Data for this task:
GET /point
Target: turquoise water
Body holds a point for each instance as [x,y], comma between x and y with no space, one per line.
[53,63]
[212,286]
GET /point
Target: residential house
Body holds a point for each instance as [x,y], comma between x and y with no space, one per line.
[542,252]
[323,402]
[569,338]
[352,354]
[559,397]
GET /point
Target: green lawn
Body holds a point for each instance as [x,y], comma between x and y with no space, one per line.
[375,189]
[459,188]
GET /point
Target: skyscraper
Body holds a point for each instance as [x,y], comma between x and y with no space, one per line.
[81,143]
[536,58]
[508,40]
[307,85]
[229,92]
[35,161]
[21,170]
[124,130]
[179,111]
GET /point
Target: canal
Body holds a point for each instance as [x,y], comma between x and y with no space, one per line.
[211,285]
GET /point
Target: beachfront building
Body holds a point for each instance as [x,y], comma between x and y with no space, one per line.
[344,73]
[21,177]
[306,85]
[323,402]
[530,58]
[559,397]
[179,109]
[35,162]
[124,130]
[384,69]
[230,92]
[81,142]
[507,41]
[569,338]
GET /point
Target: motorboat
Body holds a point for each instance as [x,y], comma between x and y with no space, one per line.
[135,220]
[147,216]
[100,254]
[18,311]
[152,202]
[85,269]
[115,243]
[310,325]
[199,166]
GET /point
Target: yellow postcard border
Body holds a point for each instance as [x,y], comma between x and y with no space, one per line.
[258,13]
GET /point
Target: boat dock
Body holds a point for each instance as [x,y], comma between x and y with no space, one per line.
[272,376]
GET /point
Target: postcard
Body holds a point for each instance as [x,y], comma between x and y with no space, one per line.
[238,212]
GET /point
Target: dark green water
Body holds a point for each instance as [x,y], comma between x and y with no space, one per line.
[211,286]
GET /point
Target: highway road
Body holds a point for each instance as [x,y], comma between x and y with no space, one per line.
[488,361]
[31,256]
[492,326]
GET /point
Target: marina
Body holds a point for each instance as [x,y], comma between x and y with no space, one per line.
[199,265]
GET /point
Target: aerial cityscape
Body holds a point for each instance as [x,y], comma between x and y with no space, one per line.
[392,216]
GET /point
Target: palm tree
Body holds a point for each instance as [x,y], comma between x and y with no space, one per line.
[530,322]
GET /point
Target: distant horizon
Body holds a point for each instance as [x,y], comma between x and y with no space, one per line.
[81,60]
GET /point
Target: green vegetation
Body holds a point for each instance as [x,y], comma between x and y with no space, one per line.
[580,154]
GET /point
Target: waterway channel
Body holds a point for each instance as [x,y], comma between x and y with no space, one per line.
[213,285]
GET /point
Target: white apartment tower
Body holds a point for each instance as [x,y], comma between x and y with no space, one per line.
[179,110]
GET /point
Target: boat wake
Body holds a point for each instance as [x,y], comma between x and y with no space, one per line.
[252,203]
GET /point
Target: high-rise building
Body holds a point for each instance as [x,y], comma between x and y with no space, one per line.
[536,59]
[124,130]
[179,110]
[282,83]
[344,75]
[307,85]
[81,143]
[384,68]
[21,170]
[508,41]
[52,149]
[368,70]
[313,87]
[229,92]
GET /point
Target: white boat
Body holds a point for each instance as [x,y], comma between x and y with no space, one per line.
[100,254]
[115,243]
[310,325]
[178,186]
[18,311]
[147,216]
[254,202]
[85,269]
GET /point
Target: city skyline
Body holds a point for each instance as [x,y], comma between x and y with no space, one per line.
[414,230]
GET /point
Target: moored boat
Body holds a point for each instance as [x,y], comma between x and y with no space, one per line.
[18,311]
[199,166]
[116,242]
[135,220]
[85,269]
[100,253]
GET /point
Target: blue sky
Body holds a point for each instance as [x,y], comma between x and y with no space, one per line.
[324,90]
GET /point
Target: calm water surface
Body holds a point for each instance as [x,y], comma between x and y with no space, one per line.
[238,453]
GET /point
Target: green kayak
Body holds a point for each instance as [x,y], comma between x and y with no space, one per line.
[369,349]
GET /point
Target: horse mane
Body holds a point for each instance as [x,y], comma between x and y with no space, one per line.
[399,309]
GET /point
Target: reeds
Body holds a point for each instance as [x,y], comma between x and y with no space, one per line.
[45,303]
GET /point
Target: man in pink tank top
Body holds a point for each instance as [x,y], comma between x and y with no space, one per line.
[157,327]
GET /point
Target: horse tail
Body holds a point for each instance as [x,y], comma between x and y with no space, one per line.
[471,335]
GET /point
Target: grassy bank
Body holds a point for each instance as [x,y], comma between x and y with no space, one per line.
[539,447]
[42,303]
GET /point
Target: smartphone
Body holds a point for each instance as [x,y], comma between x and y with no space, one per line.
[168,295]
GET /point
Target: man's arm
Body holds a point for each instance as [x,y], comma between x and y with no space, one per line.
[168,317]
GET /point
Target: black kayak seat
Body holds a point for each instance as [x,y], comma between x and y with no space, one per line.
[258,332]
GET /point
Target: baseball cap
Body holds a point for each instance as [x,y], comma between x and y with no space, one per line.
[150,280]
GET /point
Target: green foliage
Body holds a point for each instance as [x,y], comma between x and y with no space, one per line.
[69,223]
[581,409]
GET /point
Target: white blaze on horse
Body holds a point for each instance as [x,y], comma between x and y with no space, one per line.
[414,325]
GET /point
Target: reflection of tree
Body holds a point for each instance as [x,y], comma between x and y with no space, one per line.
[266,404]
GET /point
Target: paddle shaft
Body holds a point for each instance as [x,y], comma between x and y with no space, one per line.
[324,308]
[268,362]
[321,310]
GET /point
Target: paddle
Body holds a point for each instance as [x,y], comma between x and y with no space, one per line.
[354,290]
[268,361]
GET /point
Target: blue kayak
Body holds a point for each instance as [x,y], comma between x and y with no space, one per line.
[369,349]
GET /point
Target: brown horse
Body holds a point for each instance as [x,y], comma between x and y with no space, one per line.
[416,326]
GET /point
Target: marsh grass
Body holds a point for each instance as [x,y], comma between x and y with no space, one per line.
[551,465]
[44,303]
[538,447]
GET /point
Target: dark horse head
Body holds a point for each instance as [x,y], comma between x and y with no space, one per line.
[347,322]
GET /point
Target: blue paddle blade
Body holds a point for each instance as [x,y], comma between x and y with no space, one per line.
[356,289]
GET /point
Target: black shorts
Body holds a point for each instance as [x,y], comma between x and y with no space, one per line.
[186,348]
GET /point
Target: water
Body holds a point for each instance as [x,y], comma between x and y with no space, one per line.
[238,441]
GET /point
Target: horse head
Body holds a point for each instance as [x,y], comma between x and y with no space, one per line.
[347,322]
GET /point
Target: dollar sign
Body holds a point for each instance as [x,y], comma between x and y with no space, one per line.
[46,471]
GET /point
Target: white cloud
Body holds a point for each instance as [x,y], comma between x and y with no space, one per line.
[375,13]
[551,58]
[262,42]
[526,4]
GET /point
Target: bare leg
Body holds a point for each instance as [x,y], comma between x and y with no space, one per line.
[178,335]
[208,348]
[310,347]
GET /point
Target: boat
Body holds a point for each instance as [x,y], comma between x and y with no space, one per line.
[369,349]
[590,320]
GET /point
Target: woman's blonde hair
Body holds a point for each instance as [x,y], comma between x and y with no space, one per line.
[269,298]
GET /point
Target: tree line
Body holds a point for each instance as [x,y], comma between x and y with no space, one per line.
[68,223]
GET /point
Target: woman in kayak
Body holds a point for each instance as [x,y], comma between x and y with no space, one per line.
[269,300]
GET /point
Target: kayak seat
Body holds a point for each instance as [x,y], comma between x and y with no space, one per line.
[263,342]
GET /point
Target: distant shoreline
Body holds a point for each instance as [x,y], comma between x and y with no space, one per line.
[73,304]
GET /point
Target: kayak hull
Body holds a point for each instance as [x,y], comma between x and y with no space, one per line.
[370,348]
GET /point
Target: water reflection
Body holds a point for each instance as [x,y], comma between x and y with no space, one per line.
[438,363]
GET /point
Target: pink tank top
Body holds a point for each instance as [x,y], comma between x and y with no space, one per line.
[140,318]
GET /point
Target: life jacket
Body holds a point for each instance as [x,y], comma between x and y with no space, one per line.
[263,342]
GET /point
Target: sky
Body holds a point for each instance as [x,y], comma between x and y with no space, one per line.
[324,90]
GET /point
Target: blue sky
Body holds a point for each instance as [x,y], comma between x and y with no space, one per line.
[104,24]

Aim of the exercise: Report every line of the material above that contains the string "pink", copying each such line in full.

Exercise output:
Target: man in pink tank top
Target: pink tank top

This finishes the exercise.